### Problem details
Render the items below as a two-column CSV with the headers "request" and "answer", one row per item, putting each item's text and its answer into single quoted fields with line breaks replaced by spaces.
+++ Provided data
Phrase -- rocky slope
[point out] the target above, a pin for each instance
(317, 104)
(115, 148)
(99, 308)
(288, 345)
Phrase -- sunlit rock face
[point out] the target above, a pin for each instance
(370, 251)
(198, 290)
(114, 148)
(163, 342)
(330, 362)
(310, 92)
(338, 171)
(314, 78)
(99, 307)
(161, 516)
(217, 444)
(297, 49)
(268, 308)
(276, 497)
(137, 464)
++++++
### Reply to the exercise
request,answer
"Phrase -- rocky slope [point out] the target above, a pin for each instance","(317, 104) (115, 148) (99, 308) (288, 345)"
"Phrase -- sunlit rock face [point out] the target above, a pin for each instance","(370, 251) (198, 290) (114, 148) (163, 342) (330, 362) (310, 92) (338, 171) (314, 78) (99, 307) (161, 516) (217, 444) (297, 49) (268, 308) (276, 497) (137, 464)"